## What needs to be done
Return the data below line for line, unchanged.

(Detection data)
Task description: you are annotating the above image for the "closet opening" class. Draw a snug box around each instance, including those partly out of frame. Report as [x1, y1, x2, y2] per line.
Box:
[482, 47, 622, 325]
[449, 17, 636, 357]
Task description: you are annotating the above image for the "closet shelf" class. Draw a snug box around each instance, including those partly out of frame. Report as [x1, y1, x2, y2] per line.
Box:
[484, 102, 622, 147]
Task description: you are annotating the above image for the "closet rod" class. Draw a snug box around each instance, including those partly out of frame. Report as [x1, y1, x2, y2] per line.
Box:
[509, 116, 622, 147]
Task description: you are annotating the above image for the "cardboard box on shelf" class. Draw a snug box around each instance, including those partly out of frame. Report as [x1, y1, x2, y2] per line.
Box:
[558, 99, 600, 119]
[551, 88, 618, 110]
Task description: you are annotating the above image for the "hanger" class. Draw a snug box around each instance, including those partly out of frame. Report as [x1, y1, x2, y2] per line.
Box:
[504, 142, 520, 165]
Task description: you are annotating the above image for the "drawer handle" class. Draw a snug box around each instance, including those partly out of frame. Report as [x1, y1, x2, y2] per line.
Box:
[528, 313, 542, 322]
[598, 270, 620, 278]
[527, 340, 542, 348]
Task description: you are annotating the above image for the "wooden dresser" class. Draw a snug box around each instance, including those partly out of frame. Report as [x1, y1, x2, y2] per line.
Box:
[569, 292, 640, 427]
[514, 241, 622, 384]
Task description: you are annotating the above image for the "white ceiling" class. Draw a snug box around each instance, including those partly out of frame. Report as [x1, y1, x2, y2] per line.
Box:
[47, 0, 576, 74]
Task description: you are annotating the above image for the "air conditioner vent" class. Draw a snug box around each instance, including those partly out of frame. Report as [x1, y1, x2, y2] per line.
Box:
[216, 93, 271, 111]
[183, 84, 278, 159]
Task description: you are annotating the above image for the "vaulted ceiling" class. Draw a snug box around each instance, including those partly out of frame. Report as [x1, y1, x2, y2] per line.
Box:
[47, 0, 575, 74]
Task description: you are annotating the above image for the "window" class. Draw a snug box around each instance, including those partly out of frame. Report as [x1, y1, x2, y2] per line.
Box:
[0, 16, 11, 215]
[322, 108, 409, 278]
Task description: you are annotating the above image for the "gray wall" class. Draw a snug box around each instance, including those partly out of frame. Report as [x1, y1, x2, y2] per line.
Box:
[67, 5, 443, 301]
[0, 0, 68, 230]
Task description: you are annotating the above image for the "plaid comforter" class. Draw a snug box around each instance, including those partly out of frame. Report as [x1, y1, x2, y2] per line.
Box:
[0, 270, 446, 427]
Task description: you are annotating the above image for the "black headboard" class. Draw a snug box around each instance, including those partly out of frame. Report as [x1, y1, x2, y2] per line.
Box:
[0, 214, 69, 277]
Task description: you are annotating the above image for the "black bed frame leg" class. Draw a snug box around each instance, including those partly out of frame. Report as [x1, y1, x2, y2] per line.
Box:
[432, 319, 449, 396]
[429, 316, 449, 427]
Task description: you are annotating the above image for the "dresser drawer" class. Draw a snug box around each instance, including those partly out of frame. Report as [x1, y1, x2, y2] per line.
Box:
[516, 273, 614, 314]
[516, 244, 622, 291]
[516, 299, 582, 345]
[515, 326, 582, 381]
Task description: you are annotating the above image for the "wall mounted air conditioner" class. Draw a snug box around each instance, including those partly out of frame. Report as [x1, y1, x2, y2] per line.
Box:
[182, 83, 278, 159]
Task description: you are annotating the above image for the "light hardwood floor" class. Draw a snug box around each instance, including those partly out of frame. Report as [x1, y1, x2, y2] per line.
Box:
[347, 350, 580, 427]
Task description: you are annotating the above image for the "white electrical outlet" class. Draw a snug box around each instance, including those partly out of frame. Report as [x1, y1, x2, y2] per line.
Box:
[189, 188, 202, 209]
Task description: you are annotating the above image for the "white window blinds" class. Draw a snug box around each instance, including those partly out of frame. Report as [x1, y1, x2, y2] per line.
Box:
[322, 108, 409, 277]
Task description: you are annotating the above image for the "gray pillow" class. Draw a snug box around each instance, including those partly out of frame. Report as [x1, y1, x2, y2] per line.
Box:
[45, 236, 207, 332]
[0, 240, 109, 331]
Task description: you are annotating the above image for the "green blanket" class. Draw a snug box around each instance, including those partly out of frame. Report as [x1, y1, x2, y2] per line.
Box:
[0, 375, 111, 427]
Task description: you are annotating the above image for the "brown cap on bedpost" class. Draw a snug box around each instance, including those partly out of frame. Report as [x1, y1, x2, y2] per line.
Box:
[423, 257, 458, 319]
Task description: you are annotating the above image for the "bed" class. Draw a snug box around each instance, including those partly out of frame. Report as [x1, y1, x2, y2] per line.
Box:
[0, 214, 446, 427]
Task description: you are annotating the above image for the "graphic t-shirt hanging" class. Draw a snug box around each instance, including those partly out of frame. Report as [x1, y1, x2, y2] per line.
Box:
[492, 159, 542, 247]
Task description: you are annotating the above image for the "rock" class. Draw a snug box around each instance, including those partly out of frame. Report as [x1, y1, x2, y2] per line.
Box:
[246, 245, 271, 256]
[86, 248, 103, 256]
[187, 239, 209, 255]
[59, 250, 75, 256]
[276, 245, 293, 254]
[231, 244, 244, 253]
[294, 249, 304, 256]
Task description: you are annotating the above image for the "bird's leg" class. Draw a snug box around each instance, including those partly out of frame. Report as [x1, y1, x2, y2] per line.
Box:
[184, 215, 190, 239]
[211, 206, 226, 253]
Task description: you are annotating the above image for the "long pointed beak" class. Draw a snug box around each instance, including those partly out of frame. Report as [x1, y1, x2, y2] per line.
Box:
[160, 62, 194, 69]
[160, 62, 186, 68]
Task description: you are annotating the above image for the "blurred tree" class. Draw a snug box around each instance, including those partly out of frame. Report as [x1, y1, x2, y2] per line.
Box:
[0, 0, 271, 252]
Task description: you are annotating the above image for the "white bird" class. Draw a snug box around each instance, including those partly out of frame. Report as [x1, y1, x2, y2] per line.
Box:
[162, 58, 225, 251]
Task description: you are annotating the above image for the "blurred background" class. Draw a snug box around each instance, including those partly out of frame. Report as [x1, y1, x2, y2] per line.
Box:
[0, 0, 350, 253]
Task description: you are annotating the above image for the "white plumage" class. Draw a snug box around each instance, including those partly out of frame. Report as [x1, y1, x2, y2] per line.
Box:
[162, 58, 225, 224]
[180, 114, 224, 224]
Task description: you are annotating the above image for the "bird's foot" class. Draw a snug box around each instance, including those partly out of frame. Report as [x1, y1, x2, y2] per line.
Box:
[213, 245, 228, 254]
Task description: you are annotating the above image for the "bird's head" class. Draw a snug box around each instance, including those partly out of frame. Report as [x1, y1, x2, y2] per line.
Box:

## Exercise output
Task description: you are annotating the above image for the "closet opening" class. Draw a snug box around each instance, including those partly out of frame. Report as [x1, y1, x2, y2] per line.
Box:
[482, 47, 622, 325]
[449, 17, 636, 357]
Task description: you are annotating the above image for the "closet shelf" class. Draw a snug box around each instance, including those partly out of frame. Report as [x1, y1, x2, y2] per line.
Box:
[484, 102, 622, 147]
Task description: you are annotating the above image for the "closet rod" class. Draw a snug box around each instance, including those partly out of frame. Report as [x1, y1, x2, y2] per line.
Box:
[509, 116, 622, 147]
Task description: you are annotating the above image for the "cardboard box on shelf" class. Draw a snug box around each instance, including those partly out of frame. Report as [x1, y1, x2, y2] per line.
Box:
[558, 99, 600, 119]
[551, 88, 618, 110]
Task description: you are annotating the above image for the "hanger" class. Draw a snug box around each instance, including those partly out of frame. Report as [x1, y1, x2, y2] per line.
Box:
[504, 142, 520, 165]
Task description: you are annotating the above image for the "drawer handle" class. Draw a snug box around each instance, including those partly out of frame. Report as [x1, y1, x2, y2] per line.
Box:
[528, 313, 542, 322]
[598, 270, 620, 278]
[527, 340, 542, 348]
Task description: you are annotating the above image for the "wooden dresser" class. Draw a snug box around each instance, including those partly out of frame. Report as [x1, y1, x2, y2] per line.
Box:
[569, 292, 640, 427]
[514, 241, 622, 384]
Task description: you are annotating the above image for the "white ceiling" class. Draw a snug box around each instance, including those partly out of frame. Report as [x1, y1, x2, y2] per line.
Box:
[47, 0, 576, 74]
Task description: you are annotating the above image for the "air conditioner vent" class. Draw a snug box around each instance, including those partly out of frame. Report as [x1, y1, x2, y2] per line.
Box:
[216, 93, 271, 111]
[183, 84, 278, 159]
Task description: you are annotating the above image for the "vaulted ceiling" class. Draw a snug box around each instance, including those partly out of frame. Report as [x1, y1, x2, y2] per line.
Box:
[47, 0, 575, 74]
Task description: you are annotating the above image for the "window" class. Draw a snug box around each instance, including those partly out of frame. Report as [x1, y1, x2, y2] per line.
Box:
[0, 16, 11, 215]
[322, 108, 409, 278]
Task description: you are annotating the above image for the "gray wall" class. Draw a snug box around each instance, including those partly out of frame. Report as [x1, y1, x2, y2] per line.
Box:
[67, 5, 443, 301]
[0, 0, 68, 230]
Task description: you are annotating the above image for the "plaid comforter" class. Draw a snug box around each instance, including those partly out of frame. Report as [x1, y1, x2, y2] per line.
Box:
[0, 270, 446, 427]
Task description: you are annotating the above image for the "black headboard" class. Draw a snug box around each instance, including those partly out of frame. Report as [x1, y1, x2, y2] per line.
Box:
[0, 214, 69, 277]
Task description: you are annotating the above image for the "black bed frame leg" class. Draw a snug box around each instance, including those partly out of frame. Report as [x1, y1, x2, y2] per line.
Box:
[432, 319, 449, 396]
[429, 316, 449, 427]
Task description: you are annotating the above image for the "dresser drawer" class. Draw a snug box around each instance, including those partly out of frame. Report as [x1, y1, x2, y2] per line.
Box:
[516, 273, 614, 314]
[516, 244, 622, 291]
[516, 299, 582, 345]
[515, 326, 582, 381]
Task description: you are annotating the above image for the "wall mounted air conditioner" class. Draw a snug box around each instance, including those partly out of frame. Report as [x1, y1, x2, y2] per line.
Box:
[182, 83, 278, 159]
Task description: you are annotating the above image for the "light hardwood floor" class. Draw a snug box around each instance, including those partly out of frame. Report as [x1, y1, x2, y2] per line.
Box:
[347, 350, 580, 427]
Task description: you are annotating the above image for the "white electrical outlet" class. Draw a snug box around each instance, including those partly out of frame. Report as [x1, y1, x2, y2] per line.
Box:
[189, 188, 202, 209]
Task description: you are annotating the above image for the "white window blinds" class. Draw a snug box around each instance, including those partly out of frame. Report as [x1, y1, x2, y2] per line.
Box:
[322, 108, 409, 277]
Task description: you are annotating the above image for the "gray pillow" class. Draw a snug box around each instance, including those partly out of frame. Report as [x1, y1, x2, y2] per line.
Box:
[45, 236, 207, 332]
[0, 240, 109, 331]
Task description: you are annotating the above image for the "green blanket" class. Draw a snug box around each instance, including those partly out of frame. Report as [x1, y1, x2, y2] per line.
Box:
[0, 375, 111, 427]
Task description: you are annotating the above image for the "brown cap on bedpost" class. Draw a snug box around each instance, including those partly out of frame. Report as [x1, y1, x2, y2] per line.
Box:
[423, 257, 458, 319]
Task description: you are annotating the above image for the "bed" class. Draw a snug box around each instance, including those partly out of frame. Report as [x1, y1, x2, y2] per line.
Box:
[0, 214, 446, 427]
Task description: you are annotating the above image for the "graphic t-shirt hanging" class. Draw a snug box around each instance, including those partly out of frame. Report as [x1, y1, x2, y2] per line.
Box:
[492, 159, 542, 247]
Task description: you are annotating the above image for the "rock" class. Draw a snug box around each instance, including those partly out of frame. Report as [x1, y1, x2, y2] per line.
Box:
[246, 245, 271, 256]
[86, 248, 103, 256]
[187, 239, 209, 255]
[59, 250, 75, 256]
[276, 245, 293, 254]
[231, 244, 244, 253]
[294, 249, 304, 256]
Task description: you are annotating the above image for the "bird's leg" class. Draw a snug box around each instance, including those partly out of frame. Report as [x1, y1, x2, y2] per line.
Box:
[184, 215, 190, 239]
[211, 206, 226, 253]
Task description: you are annotating the above image for the "long pointed beak" class. Draw a snug box around each instance, including those partly out of frame. Report as [x1, y1, x2, y2] per line.
Box:
[160, 62, 194, 69]
[160, 62, 186, 68]
Task description: you are annotating the above image for the "blurred tree" class. Draw a snug box around each instance, including those partly out of frame. Report as [x1, y1, x2, y2] per line.
Box:
[0, 0, 271, 252]
Task description: you are annotating the above image for the "white bird" class. Draw a snug box around each instance, including those partly out of frame. Report as [x1, y1, x2, y2] per line.
Box:
[162, 58, 225, 251]
Task description: you are annotating the above image for the "blurred background" class. Draw a snug box around each instance, including those partly out of frame. Report as [x1, y1, x2, y2] per line.
Box:
[0, 0, 350, 253]
Task description: you are annotating the above image for the "white plumage" class. Draw a snug box around each instance, including those partly out of frame. Report as [x1, y1, x2, y2] per line.
Box:
[162, 58, 225, 224]
[180, 114, 224, 224]
Task description: you are annotating the above image for the "bird's foot" class. Draw a snug box around each instance, including those partly out of frame. Report as [x1, y1, x2, y2] per line.
Box:
[213, 245, 228, 254]
Task description: you are annotating the above image for the "bird's head" class. Draw a snug box around each instance, including those partly out of frame. Report as [x1, y1, x2, y2] per line.
Box:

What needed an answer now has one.